# Pex crimpers



## gplumber (Feb 3, 2012)

Ive got a bunch of guys at our shop asking me about proper calibration of their crimpers, the tool they send with the crimpers for testing does not seen acurate as we are having some issues with leaking pex fittings even though the gauge says they are correctly set, anyone else have issues with this or some input


----------



## plbgbiz (Aug 27, 2010)

Click here >>> http://www.plumbingzone.com/f3/ for PEX calibration threads.


----------



## Tommy plumber (Feb 19, 2010)

Do you have a 'no-go' gauge? It slips over the crimped pex ring to check the crimp. There should be an adjustment screw on the crimp tool.


----------



## Airgap (Dec 18, 2008)

Hmmmnnn....


----------



## GREENPLUM (Jul 27, 2008)




----------



## AKdaplumba (Jan 12, 2010)

their is a tag on crimpers that tell you the proper spacing of the handles


----------



## seanny deep (Jan 28, 2012)

Go wirsbo no problems crimped pex sucks... Allthough i do have to use it for cheap clients time to time.


----------



## Redwood (Sep 8, 2008)

What's wrong with sweating the pex....:laughing:

The answers might be better with an introduction....:yes:


----------



## incarnatopnh (Feb 1, 2011)

Most people would just use sharkbites...


----------



## AWWGH (May 2, 2011)

I just heat the PEX with my torch and then throw it on barbed fittings with a hose clamp.

No leaks yet!


----------



## evilcyrus (Apr 27, 2009)

our shop uses ... pinch style and nuttin but leaks latley... i'm pushn for Wirs.. i might win. if not i'm going my self down the path..


----------

▸ Brief A
In the forum thread about PEX crimpers, what does AKdaplumba say the tag on the crimpers tells you?
▸ Brief B
Reproduce the lines in the rows that begin at the line containing "Return one point per instance of the gothic" and run through the last line of the rows.
The rows that come next have a separate origin from the forum thread.

▸ Data provided
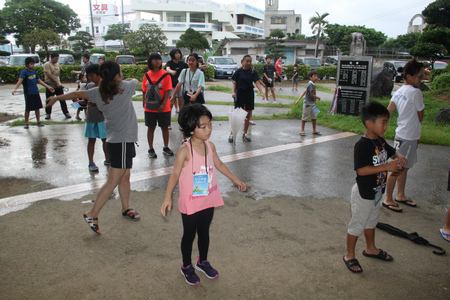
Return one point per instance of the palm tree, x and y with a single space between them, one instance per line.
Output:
318 25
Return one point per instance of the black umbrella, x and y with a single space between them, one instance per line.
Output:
410 236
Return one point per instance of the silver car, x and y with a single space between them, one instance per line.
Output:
223 66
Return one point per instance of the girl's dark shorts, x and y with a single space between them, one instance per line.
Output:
245 99
32 102
121 155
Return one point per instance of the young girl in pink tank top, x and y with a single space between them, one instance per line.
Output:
195 170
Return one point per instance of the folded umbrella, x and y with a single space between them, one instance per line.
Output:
410 236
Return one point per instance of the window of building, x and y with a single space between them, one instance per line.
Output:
197 18
278 20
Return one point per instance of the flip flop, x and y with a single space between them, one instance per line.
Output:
381 255
132 214
352 263
91 223
389 206
445 236
406 202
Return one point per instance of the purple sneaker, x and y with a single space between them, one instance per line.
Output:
189 275
206 268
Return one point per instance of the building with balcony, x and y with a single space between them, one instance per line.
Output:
214 20
285 20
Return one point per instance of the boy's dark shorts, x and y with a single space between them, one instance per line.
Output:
162 118
32 102
121 155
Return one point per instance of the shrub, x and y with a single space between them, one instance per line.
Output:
442 81
327 71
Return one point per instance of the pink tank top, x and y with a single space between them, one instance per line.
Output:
192 198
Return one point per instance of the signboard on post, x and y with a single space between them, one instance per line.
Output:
353 81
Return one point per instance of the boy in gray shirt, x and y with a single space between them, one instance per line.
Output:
309 103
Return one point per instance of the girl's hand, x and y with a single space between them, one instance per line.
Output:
241 186
167 204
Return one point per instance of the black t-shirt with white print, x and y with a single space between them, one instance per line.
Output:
370 152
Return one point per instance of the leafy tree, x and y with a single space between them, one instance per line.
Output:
274 43
437 13
149 38
43 38
340 35
117 32
25 16
403 41
192 39
83 41
318 24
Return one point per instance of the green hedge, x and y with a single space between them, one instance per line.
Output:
327 71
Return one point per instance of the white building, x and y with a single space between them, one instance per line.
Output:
214 20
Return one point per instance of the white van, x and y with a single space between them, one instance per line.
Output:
19 59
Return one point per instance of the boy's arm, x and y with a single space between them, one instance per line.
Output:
46 85
19 82
304 93
224 169
391 166
182 156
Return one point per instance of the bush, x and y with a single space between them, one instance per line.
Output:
327 71
442 81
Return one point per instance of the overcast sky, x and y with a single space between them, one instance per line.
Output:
388 16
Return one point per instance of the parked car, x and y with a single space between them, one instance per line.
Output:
331 61
95 58
223 66
313 62
125 60
19 59
66 59
396 68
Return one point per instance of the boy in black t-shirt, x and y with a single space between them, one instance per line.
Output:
371 156
268 71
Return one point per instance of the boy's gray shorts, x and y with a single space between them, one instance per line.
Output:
365 213
407 147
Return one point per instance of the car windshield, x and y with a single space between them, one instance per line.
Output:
126 60
312 62
439 66
399 64
225 61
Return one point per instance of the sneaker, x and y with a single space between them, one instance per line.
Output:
93 167
152 153
189 275
206 268
246 138
167 151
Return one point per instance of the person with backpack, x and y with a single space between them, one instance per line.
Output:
156 87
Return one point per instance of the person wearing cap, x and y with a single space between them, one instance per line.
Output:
113 99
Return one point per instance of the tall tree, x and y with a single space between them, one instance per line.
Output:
149 38
43 38
25 16
275 42
83 41
117 32
318 24
192 40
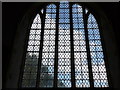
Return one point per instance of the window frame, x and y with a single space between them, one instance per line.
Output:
56 43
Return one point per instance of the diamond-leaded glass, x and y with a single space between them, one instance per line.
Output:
96 52
64 63
31 61
49 60
80 54
48 54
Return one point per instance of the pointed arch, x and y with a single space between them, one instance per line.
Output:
80 52
96 52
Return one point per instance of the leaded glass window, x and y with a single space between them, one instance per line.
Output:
57 53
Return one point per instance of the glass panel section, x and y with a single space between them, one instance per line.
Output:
80 54
31 61
64 64
48 54
96 51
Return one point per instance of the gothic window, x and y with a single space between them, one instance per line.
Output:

▸ Task response A
The proper spacing of the handles.

▸ Task response B
Return one point per instance of the gothic window, x and y with a single space between them, one instance per line.
Output:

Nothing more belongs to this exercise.